═══ Supplied material
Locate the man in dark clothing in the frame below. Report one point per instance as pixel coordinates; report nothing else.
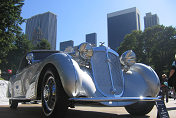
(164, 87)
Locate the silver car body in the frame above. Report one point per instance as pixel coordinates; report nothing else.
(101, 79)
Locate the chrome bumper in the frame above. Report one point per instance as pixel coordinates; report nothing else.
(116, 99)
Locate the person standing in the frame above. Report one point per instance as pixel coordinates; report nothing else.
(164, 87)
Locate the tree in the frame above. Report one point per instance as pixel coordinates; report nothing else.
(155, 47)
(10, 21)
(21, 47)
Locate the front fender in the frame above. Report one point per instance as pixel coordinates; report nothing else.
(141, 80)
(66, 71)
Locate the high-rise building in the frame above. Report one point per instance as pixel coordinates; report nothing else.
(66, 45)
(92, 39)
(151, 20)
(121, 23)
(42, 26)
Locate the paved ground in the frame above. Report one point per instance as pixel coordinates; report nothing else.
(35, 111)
══════
═══ Supplied material
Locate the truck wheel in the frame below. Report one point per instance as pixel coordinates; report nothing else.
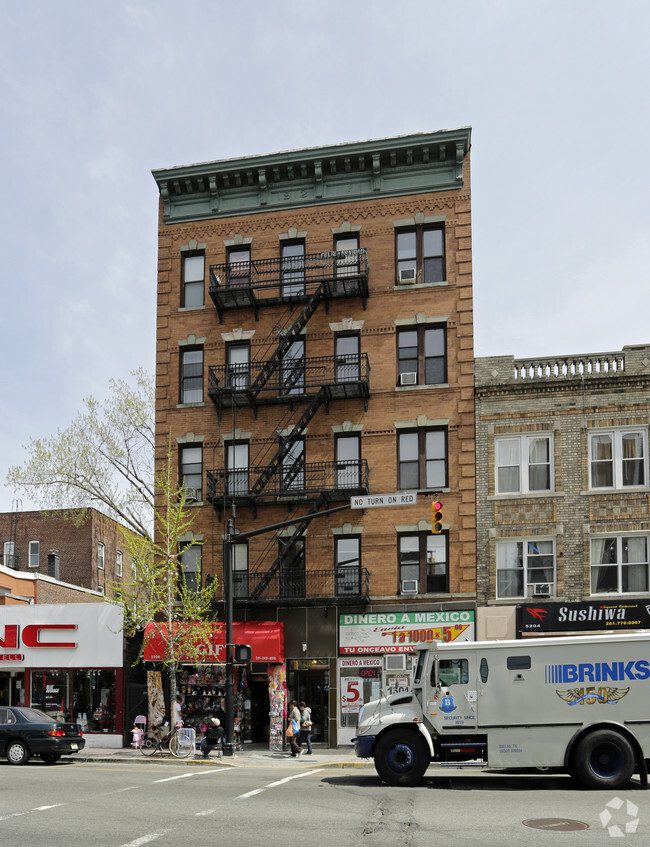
══════
Goal ▸ Please show every line of the listing that contains the string "below", copied in full. Case counts when matching.

The completed task ▸
Locate the man in dark clothing in the frame below. Report one point per instance as pixel coordinates; report nothing else.
Locate the truck wheel in the frame below. Report one point per instance as pixel coordinates; report nothing else.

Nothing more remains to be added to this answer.